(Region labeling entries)
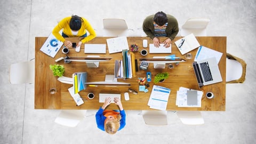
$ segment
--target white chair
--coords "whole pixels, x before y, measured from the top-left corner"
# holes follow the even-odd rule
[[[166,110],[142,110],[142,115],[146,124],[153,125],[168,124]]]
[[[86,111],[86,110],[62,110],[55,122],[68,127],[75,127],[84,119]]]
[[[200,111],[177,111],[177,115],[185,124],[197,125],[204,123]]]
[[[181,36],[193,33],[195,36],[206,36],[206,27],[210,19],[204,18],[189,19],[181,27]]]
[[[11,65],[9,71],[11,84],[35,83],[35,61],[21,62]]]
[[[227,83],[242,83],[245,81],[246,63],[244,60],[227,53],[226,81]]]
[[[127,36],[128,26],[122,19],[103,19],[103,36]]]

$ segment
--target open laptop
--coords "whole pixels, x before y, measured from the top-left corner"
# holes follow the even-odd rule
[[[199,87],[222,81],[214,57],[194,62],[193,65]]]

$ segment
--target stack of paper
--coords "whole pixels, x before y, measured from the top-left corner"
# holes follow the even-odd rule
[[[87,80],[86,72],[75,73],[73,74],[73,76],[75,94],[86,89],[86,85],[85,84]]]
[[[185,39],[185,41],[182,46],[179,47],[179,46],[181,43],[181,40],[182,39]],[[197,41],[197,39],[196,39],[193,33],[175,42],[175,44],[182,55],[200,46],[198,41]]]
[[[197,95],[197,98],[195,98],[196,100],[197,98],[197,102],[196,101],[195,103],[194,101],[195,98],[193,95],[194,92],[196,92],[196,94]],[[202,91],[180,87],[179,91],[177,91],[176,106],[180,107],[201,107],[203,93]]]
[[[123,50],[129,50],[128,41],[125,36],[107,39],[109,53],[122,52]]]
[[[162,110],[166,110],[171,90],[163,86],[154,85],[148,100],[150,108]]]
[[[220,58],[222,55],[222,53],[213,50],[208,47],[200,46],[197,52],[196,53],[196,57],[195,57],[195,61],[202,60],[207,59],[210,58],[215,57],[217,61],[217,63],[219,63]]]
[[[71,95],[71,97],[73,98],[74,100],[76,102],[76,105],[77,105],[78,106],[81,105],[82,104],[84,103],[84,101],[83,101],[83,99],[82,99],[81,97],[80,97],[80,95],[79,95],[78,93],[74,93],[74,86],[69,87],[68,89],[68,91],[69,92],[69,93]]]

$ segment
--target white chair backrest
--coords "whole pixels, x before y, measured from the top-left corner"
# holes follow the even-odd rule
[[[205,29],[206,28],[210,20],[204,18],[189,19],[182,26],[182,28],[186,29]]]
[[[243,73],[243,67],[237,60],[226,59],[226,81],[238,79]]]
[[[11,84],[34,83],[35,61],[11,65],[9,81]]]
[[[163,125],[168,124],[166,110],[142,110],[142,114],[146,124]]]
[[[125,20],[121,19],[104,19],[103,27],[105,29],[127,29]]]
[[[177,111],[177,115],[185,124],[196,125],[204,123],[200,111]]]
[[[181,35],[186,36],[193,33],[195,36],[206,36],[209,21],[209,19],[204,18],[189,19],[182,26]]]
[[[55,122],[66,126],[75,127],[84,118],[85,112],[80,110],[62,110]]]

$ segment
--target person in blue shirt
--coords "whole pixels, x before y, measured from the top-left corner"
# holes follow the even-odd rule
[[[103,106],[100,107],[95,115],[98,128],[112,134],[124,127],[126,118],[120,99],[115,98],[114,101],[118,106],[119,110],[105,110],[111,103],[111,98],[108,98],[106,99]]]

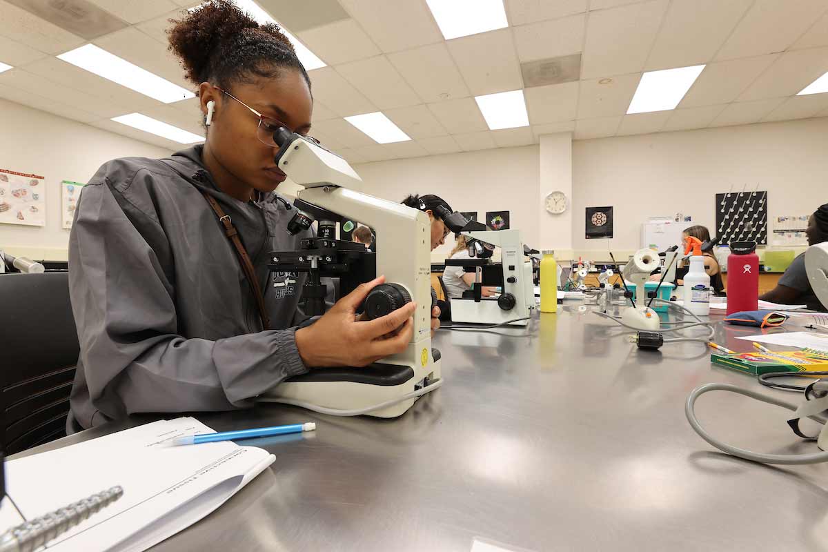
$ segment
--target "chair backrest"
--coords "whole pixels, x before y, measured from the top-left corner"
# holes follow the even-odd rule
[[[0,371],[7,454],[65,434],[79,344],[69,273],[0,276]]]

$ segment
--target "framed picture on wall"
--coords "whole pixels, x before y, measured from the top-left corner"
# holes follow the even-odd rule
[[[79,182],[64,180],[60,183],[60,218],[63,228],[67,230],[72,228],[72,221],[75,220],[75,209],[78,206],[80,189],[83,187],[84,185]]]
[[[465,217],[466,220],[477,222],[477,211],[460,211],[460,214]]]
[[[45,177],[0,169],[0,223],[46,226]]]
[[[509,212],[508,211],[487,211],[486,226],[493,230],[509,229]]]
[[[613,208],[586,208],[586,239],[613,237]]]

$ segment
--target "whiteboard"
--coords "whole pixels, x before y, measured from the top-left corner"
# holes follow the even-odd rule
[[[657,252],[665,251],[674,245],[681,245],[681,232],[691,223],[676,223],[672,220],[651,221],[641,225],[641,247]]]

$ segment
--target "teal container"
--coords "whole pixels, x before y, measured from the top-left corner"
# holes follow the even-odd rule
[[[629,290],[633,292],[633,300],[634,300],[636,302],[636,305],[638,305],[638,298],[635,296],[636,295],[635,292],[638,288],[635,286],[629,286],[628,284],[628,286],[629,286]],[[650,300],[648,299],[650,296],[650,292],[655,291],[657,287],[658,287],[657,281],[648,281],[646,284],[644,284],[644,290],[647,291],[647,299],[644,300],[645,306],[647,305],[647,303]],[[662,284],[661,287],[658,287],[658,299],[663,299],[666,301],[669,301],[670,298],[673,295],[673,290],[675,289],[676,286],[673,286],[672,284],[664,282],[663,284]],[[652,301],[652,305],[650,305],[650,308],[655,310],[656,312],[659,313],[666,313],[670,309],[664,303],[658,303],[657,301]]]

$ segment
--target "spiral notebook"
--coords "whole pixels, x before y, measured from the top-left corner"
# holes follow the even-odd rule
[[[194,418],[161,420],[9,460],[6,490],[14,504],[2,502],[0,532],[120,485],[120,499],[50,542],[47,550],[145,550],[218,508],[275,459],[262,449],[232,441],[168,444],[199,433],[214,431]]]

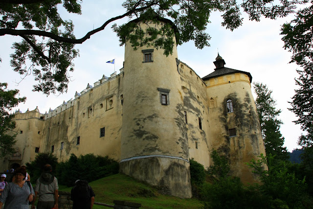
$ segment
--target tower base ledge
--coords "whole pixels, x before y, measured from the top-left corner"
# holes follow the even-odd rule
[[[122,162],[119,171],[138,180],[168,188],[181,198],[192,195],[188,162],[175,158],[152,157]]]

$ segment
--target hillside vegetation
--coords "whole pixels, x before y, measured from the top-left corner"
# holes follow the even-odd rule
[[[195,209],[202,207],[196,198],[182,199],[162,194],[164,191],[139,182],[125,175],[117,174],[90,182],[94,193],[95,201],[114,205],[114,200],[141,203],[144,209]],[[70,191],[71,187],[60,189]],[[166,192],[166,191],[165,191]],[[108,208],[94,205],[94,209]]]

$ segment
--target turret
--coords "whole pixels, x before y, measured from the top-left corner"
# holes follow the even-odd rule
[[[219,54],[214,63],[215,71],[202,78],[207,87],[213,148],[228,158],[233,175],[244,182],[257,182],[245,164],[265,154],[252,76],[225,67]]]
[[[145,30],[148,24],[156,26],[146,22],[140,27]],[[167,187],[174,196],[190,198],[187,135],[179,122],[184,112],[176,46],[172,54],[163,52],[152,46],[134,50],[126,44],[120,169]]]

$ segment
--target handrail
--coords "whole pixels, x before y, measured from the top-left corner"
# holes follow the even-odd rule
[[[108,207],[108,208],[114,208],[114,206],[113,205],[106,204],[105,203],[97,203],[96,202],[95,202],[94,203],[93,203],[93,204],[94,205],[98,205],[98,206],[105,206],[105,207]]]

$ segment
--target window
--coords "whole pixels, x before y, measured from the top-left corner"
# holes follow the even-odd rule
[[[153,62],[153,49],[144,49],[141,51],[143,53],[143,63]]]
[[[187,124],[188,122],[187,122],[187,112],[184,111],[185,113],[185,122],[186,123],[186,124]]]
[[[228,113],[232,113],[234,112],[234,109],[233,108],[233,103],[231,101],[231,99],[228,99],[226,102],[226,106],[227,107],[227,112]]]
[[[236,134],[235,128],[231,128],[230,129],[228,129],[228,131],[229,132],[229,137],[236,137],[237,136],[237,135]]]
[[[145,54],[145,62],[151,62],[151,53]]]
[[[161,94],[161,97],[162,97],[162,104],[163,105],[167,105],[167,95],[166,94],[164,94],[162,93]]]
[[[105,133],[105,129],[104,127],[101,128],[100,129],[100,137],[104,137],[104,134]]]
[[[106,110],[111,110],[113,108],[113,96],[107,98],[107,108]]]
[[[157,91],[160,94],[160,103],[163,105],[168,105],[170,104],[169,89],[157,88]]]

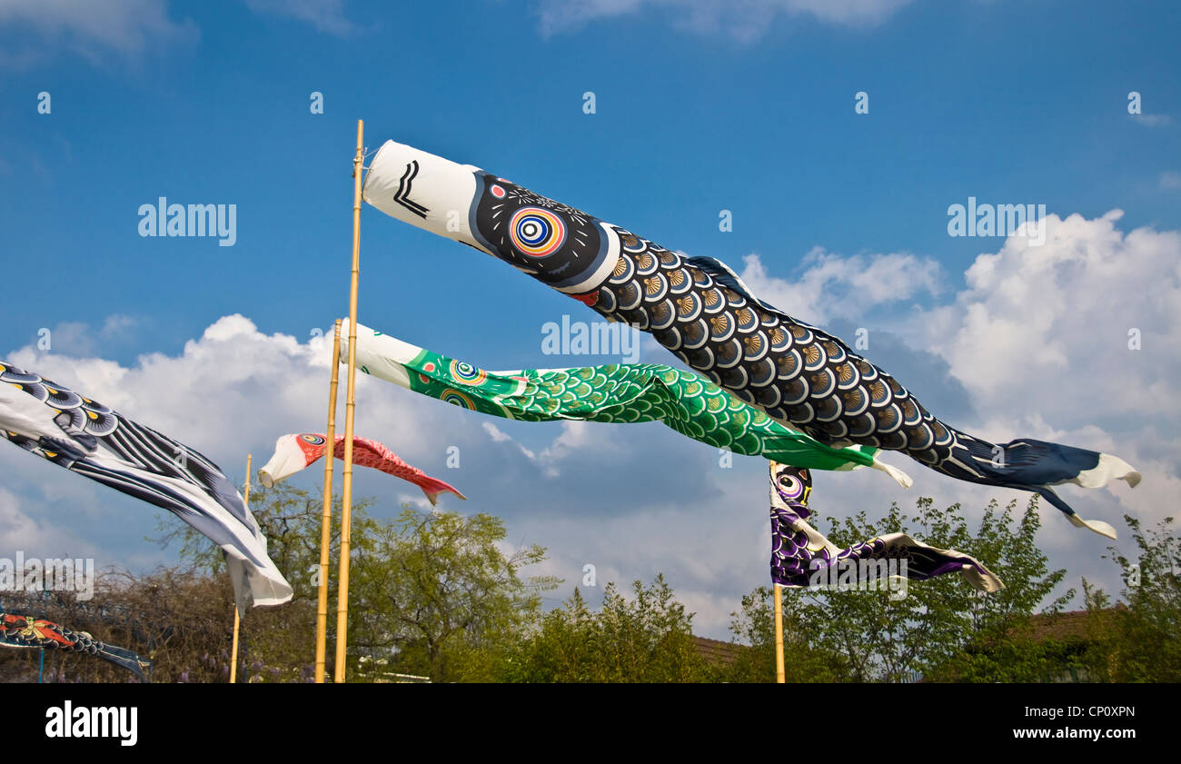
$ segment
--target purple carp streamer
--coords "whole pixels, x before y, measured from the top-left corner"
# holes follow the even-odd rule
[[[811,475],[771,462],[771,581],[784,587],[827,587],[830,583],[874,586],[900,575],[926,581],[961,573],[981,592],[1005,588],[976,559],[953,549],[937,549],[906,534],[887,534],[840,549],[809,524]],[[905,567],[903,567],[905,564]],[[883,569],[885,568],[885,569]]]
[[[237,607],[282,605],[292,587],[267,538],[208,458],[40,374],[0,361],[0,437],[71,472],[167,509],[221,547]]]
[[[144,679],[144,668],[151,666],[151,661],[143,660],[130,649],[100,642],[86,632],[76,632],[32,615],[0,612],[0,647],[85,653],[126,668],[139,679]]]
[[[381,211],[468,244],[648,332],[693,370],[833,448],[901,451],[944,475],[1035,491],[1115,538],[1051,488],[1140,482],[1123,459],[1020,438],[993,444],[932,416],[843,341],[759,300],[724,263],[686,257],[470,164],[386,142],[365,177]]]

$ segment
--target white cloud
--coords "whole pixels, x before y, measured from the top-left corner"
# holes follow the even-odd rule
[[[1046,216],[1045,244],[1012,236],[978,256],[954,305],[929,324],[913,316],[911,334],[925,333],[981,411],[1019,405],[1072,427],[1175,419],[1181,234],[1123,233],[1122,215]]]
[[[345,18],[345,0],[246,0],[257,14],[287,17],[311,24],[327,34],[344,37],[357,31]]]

### DIRECTION
Return, line for line and unchanged, everything from the start of the entries through the line containing "[[[199,87],[222,81],[214,57],[194,62],[193,65]]]", with both ends included. Leave the pictures out of your answer.

### WRITTEN ANSWER
$ segment
--target white chair
--coords "whole pixels, x before y, measured from the top-left corner"
# holes follow the even-odd rule
[[[166,110],[142,110],[142,115],[146,124],[153,125],[168,124]]]
[[[86,111],[86,110],[62,110],[55,122],[68,127],[75,127],[84,119]]]
[[[200,111],[177,111],[177,115],[185,124],[197,125],[204,123]]]
[[[181,36],[193,33],[195,36],[206,36],[206,27],[210,19],[204,18],[189,19],[181,27]]]
[[[11,65],[9,71],[11,84],[35,83],[35,61],[21,62]]]
[[[227,83],[242,83],[245,81],[246,63],[244,60],[227,53],[226,81]]]
[[[127,36],[128,26],[122,19],[103,19],[103,36]]]

$ segment
--target open laptop
--coords "whole pixels, x before y, measured from the top-left corner"
# holes follow the even-odd rule
[[[199,87],[222,81],[214,57],[194,62],[193,65]]]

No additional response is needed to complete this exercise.